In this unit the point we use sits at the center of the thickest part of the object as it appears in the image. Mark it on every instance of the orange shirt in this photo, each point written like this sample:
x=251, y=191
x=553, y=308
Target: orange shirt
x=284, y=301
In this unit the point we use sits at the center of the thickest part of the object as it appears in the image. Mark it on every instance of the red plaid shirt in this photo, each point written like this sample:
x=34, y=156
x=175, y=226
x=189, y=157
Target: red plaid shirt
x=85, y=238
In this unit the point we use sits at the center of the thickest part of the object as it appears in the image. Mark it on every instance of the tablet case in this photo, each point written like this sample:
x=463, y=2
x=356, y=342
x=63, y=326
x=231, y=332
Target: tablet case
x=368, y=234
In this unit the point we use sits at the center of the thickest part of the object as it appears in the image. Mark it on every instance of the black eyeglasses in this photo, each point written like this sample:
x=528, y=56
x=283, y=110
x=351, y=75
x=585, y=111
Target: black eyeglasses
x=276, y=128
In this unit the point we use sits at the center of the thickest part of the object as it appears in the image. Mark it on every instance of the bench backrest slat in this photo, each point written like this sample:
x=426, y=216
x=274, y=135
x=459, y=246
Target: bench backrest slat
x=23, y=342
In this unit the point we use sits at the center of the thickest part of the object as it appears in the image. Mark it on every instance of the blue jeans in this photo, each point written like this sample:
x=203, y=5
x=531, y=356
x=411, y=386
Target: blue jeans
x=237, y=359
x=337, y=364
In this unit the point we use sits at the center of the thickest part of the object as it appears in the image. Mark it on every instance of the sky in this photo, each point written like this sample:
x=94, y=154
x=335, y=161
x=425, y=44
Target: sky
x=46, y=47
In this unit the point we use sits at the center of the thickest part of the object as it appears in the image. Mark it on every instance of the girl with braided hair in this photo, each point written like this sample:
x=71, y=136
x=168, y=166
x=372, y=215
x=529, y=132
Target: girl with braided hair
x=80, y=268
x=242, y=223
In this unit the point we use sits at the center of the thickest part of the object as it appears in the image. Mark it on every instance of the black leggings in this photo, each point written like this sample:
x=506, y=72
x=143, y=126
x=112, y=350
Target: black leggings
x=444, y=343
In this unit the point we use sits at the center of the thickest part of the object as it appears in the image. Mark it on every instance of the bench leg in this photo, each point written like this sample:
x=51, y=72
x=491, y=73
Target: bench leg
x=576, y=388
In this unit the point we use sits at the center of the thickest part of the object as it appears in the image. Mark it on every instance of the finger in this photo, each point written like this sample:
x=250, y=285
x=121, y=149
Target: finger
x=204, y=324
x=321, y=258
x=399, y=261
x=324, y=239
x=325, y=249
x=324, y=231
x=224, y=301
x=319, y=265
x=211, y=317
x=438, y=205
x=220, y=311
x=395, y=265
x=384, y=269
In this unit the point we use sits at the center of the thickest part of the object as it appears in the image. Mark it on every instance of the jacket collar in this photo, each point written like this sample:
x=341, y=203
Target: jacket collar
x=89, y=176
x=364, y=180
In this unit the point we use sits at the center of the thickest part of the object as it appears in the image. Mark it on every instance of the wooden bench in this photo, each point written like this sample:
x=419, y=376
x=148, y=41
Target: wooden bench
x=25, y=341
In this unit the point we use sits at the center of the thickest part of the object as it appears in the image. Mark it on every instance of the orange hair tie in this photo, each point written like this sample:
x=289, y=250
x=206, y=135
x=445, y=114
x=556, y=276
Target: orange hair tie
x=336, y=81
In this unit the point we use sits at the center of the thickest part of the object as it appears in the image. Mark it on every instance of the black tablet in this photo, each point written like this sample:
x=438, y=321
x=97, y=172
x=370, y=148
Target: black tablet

• Problem to work on: Starting at the top of the listing above, write out every line exactly as it appears.

• Task response:
In this unit the point we use sits at the center of the thickest part of the object as it appears in the image. Mark it on every instance of the orange shirt in this photo, each point written like this sample:
x=251, y=191
x=553, y=308
Target: orange shirt
x=284, y=301
In this unit the point we use sits at the center of the thickest part of the object as it appears in the image. Mark it on every instance of the red plaid shirt in this photo, each point written like this sample:
x=34, y=156
x=175, y=226
x=189, y=157
Target: red plaid shirt
x=85, y=238
In this unit the point we use sits at the center of the thickest part of the object as it appears in the image. Mark it on every instance of the tablet case in this photo, each point written like this sample:
x=463, y=2
x=356, y=342
x=63, y=326
x=231, y=332
Target: tablet case
x=368, y=234
In this unit the point we use sits at the center of the thickest part of the object as it appears in the image. Mark it on every instance of the black eyeglasses in this photo, each point written like this sample:
x=528, y=56
x=283, y=110
x=351, y=75
x=585, y=111
Target: black eyeglasses
x=276, y=128
In this unit the point we use sits at the center of the thickest part of the object as it appears in the image. Mark it on every instance of the bench backrest slat in this photo, each point written like this sample:
x=426, y=216
x=274, y=135
x=459, y=246
Target: bench backrest slat
x=23, y=342
In this unit the point we use sits at the center of the thickest part of the object as it appears in the image. Mark it on every instance of the blue jeans in this photo, each point written like this sample:
x=203, y=5
x=531, y=356
x=411, y=386
Target: blue jeans
x=237, y=359
x=337, y=364
In this unit the point we use sits at the center of the thickest part of the object as it appears in the image. Mark it on every instance of the sky in this photo, each point written like this sample:
x=94, y=154
x=335, y=161
x=425, y=44
Target: sky
x=46, y=47
In this unit the point we use sits at the center of the thickest part of the object as it appears in the image. Mark it on every instance of the girl with braided hair in this photo, each point written like this sample:
x=71, y=136
x=168, y=166
x=372, y=215
x=529, y=132
Target: girl with braided hair
x=80, y=268
x=242, y=223
In this unit the point we use sits at the center of the thickest part of the object as it appears in the image. Mark it on every instance of the black leggings in this photo, each point written like this sample:
x=506, y=72
x=143, y=126
x=112, y=350
Target: black leggings
x=444, y=343
In this unit the point we use sits at the center of the thickest part of the object as it appears in the image. Mark it on every instance of the bench leg in this photo, each point written like this sample:
x=51, y=72
x=491, y=73
Target: bench leg
x=576, y=388
In this unit the point we use sits at the center of the thickest part of the object as it appears in the image. Mark it on every instance of the finger in this photo, each point written like this sample:
x=250, y=285
x=121, y=149
Target: finger
x=204, y=324
x=321, y=258
x=399, y=261
x=324, y=239
x=325, y=249
x=324, y=231
x=224, y=301
x=319, y=265
x=211, y=317
x=438, y=205
x=220, y=311
x=395, y=265
x=384, y=269
In this unit the point we use sits at the center of the thickest part of the object as it appears in the image. Mark it on every instance of the jacket collar in this photo, each point written like this sample:
x=341, y=203
Target: jacket collar
x=89, y=176
x=364, y=180
In this unit the point we use sits at the center of the thickest part of the object as it appears in the image. Mark it on every instance of the wooden bench in this photo, each point written like this sample:
x=419, y=376
x=148, y=41
Target: wooden bench
x=25, y=341
In this unit the point we use sits at the center of the thickest part of the object as it appears in the image. Mark it on every instance of the orange hair tie in this photo, each point written like this sample:
x=289, y=250
x=206, y=135
x=445, y=114
x=556, y=276
Target: orange hair tie
x=336, y=81
In this unit the point we use sits at the center of the thickest part of the object as it appears in the image. Mark it on every instance of the black tablet in this photo, each point written like this sample:
x=438, y=321
x=97, y=172
x=370, y=148
Target: black tablet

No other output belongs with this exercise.